**Data to examine:**
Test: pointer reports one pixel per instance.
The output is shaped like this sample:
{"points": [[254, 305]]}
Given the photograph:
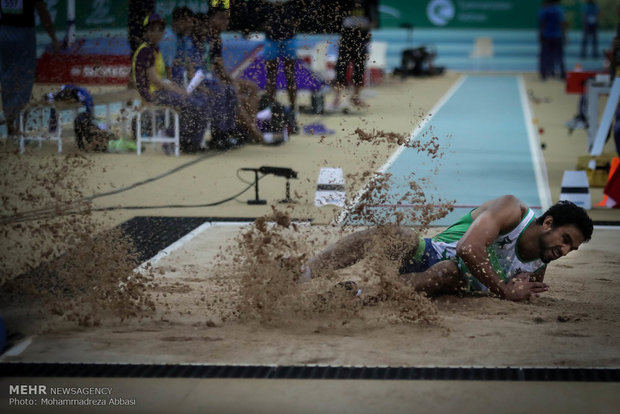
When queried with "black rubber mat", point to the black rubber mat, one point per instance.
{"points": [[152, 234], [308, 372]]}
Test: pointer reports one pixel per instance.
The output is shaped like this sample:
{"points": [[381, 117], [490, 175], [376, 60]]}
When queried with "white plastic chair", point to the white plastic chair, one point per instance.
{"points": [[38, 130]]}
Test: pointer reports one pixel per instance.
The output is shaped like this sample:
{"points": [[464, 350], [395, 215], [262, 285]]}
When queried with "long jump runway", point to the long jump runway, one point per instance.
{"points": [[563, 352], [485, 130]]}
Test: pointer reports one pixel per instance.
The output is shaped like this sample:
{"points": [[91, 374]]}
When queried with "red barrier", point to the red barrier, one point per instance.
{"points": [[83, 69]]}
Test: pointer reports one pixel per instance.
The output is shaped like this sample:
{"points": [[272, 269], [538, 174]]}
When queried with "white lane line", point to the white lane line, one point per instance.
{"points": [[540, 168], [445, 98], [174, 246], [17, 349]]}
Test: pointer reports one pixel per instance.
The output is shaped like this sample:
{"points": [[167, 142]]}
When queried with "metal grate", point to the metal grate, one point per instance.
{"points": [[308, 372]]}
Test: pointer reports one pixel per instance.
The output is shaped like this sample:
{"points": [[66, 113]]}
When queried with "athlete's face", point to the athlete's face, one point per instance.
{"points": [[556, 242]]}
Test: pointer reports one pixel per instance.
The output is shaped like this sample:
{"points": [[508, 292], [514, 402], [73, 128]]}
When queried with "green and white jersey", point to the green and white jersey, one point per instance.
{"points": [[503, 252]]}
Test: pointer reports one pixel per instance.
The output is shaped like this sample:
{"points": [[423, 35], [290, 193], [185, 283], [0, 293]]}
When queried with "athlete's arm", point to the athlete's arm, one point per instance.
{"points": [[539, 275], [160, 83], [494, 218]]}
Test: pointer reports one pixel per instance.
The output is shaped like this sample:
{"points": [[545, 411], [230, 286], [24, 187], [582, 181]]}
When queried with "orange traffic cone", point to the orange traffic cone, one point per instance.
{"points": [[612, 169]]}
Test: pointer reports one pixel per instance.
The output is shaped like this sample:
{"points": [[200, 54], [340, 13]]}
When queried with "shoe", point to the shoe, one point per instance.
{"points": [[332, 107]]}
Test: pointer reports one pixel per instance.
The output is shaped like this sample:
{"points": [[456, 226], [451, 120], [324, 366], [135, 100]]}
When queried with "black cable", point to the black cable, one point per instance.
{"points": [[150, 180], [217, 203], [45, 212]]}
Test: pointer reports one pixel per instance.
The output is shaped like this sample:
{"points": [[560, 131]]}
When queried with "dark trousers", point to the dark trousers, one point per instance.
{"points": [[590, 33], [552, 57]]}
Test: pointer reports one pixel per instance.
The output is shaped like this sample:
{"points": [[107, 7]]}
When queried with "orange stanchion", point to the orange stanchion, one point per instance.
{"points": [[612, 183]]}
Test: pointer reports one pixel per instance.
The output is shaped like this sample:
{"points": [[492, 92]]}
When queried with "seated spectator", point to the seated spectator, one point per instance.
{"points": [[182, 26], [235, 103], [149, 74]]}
* * *
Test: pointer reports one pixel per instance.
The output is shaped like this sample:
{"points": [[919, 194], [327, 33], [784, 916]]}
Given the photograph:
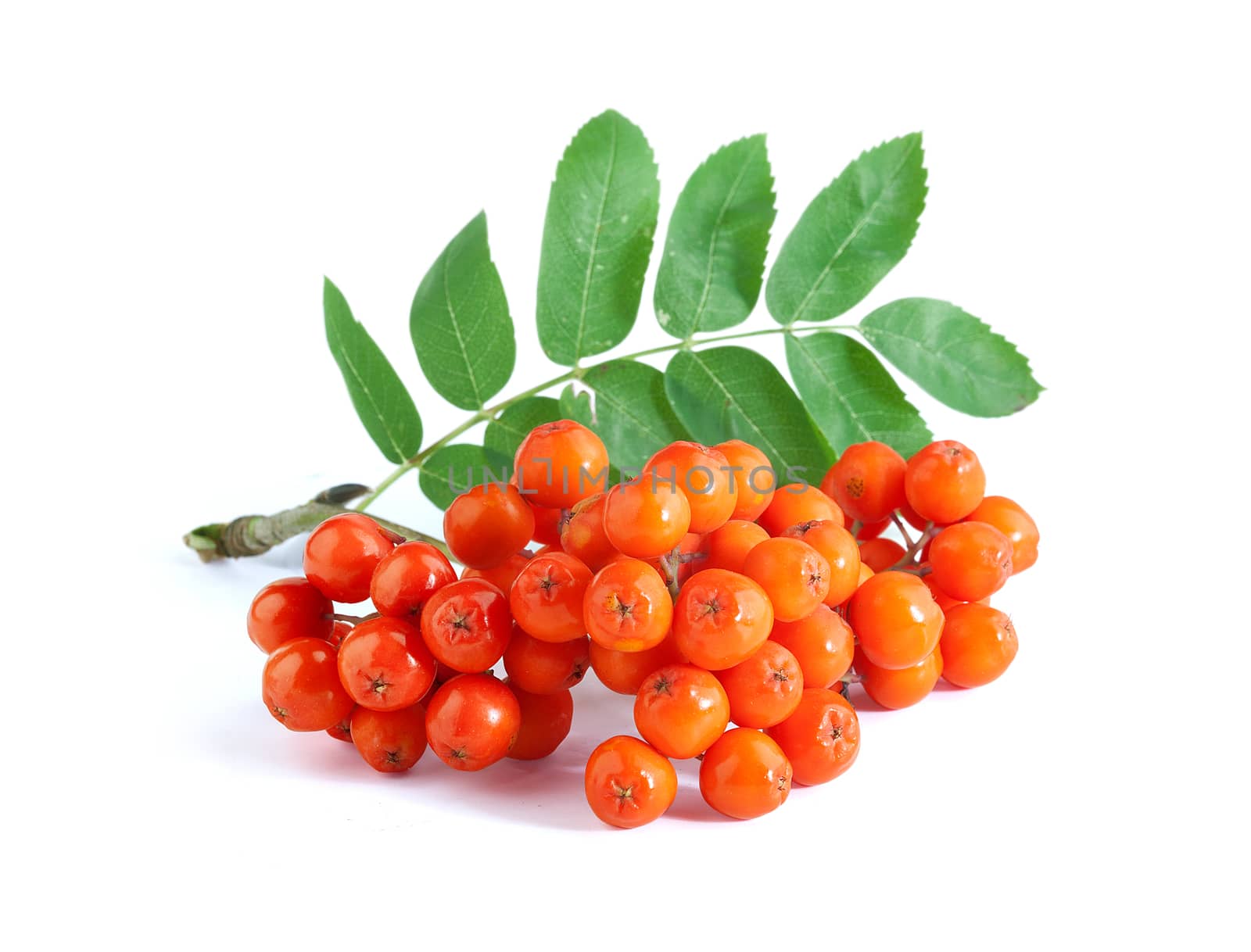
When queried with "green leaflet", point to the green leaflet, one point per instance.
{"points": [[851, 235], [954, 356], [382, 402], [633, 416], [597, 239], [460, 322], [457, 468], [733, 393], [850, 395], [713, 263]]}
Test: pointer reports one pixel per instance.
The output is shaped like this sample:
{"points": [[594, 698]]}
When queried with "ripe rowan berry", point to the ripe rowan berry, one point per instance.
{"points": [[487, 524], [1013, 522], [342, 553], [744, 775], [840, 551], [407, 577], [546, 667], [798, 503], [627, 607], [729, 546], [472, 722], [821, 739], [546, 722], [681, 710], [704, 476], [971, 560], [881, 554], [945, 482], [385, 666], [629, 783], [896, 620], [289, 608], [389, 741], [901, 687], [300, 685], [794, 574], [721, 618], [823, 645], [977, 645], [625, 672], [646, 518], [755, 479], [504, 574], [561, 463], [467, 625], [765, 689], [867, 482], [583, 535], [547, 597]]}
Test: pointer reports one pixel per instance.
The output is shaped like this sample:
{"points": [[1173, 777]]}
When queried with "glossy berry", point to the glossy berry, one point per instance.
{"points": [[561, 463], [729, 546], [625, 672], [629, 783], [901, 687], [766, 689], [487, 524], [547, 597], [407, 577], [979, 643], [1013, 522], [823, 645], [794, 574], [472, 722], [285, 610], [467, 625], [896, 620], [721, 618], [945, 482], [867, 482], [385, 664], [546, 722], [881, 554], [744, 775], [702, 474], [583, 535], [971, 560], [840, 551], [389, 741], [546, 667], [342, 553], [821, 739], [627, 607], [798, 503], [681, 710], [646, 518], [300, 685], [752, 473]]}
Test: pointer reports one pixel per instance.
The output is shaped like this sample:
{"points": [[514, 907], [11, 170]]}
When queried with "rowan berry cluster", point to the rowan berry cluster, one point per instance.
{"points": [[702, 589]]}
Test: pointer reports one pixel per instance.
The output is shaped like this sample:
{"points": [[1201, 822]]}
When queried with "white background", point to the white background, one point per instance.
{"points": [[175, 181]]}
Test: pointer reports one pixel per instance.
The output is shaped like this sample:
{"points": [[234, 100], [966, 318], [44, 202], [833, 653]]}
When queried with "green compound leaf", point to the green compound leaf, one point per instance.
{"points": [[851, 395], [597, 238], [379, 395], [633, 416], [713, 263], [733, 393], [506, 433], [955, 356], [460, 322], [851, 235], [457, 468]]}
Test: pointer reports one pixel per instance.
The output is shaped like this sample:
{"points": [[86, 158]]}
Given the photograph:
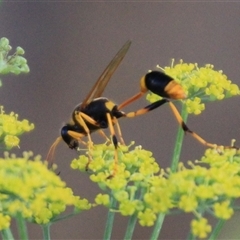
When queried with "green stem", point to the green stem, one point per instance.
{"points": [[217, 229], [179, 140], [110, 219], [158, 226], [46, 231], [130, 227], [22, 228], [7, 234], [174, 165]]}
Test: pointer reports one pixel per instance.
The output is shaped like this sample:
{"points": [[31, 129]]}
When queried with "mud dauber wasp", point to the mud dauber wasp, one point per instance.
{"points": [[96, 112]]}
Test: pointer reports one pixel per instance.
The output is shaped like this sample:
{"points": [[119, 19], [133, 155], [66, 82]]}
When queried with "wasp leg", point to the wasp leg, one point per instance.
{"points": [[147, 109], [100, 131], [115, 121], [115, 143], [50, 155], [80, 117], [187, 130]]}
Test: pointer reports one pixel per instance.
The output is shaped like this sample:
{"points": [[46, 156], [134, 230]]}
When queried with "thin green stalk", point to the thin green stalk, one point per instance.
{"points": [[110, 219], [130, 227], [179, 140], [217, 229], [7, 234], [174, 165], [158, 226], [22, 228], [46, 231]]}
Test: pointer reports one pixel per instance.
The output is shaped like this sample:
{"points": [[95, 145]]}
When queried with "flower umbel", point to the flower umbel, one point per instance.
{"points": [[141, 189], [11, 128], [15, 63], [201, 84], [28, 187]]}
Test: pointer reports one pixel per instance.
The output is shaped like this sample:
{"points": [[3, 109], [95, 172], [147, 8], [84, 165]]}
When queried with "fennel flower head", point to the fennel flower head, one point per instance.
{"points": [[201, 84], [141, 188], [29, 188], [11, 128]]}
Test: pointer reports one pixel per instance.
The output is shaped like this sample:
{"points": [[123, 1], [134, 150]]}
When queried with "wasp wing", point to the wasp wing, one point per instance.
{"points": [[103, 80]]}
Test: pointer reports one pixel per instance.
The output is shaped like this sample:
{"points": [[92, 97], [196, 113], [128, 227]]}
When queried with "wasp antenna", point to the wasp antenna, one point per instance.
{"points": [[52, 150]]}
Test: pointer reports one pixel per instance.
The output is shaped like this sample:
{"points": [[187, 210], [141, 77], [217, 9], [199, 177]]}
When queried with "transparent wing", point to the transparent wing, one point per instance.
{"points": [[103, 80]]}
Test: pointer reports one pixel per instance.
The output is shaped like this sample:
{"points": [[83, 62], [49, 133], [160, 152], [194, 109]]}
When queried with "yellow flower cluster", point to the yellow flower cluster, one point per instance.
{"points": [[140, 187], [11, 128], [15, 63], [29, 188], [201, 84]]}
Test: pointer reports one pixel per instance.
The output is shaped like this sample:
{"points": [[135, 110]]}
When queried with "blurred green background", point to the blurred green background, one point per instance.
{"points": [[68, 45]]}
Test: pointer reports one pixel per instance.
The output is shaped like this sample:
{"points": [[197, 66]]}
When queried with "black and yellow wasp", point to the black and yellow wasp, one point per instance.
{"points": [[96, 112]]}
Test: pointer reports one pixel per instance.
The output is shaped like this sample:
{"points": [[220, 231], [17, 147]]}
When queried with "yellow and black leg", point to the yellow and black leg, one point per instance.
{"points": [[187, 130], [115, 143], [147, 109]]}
---
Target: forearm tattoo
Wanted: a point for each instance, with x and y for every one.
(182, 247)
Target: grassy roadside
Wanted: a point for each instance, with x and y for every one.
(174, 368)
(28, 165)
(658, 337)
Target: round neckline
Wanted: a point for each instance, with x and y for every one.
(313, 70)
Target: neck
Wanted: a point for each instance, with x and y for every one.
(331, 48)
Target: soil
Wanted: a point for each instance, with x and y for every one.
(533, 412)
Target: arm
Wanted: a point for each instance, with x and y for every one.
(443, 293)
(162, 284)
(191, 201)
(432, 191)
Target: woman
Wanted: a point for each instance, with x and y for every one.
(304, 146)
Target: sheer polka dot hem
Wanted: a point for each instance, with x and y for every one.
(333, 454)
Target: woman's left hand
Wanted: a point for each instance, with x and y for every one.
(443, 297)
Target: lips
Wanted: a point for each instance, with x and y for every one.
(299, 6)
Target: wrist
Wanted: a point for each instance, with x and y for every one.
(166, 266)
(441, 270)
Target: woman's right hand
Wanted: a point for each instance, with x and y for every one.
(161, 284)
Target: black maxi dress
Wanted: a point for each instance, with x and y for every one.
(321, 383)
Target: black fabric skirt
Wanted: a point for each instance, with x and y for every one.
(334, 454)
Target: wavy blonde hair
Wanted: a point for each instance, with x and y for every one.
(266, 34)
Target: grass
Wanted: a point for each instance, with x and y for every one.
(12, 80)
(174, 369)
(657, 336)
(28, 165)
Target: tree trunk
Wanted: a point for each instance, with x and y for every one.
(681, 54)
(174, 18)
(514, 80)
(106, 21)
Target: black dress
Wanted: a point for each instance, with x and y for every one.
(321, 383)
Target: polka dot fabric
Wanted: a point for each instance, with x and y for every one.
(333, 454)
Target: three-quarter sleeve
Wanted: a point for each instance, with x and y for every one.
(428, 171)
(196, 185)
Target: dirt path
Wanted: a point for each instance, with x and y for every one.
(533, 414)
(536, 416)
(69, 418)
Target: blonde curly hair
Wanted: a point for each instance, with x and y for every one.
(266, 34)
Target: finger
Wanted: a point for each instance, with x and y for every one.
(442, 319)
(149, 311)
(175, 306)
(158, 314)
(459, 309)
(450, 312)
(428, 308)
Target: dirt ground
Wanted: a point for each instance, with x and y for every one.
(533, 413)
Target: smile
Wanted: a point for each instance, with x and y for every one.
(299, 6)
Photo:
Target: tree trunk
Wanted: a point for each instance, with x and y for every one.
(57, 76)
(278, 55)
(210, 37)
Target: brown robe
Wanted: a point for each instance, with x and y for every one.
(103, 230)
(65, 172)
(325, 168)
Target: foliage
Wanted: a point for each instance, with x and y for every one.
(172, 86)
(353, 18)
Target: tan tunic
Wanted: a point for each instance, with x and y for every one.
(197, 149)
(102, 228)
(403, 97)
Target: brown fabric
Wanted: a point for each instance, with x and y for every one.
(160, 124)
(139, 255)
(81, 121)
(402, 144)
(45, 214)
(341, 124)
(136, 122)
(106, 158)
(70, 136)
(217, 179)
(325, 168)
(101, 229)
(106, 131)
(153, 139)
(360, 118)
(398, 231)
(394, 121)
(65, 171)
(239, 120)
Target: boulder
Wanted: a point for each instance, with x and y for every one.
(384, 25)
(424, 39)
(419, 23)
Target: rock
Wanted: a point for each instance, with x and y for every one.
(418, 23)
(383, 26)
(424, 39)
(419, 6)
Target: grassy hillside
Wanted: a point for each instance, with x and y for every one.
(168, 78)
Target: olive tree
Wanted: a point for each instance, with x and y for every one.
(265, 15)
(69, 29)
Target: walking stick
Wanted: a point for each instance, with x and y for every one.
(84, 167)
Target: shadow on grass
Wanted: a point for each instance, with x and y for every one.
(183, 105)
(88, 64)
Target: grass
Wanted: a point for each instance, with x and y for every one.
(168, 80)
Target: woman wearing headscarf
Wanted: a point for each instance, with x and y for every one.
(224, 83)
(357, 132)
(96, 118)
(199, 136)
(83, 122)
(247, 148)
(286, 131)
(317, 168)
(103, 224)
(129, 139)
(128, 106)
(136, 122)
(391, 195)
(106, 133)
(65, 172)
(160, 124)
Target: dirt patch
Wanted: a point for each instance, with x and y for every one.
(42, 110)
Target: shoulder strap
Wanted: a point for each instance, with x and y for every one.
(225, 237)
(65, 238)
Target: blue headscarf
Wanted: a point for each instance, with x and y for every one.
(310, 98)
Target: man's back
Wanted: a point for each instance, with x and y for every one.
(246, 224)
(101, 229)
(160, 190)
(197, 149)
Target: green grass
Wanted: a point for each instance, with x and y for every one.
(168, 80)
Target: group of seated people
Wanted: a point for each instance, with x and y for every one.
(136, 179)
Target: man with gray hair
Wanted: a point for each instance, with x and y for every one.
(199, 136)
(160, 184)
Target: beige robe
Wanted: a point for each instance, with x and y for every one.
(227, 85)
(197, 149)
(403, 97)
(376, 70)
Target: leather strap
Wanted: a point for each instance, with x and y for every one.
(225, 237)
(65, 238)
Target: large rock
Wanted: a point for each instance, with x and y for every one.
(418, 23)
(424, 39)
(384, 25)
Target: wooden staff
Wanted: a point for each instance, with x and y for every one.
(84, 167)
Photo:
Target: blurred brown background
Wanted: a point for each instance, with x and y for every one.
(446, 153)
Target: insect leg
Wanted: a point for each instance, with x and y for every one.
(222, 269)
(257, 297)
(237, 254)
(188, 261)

**What this task involves:** Read the material above and copy out each line holding "grassy".

**Solution for this problem:**
Target: grassy roadside
Target: grassy hillside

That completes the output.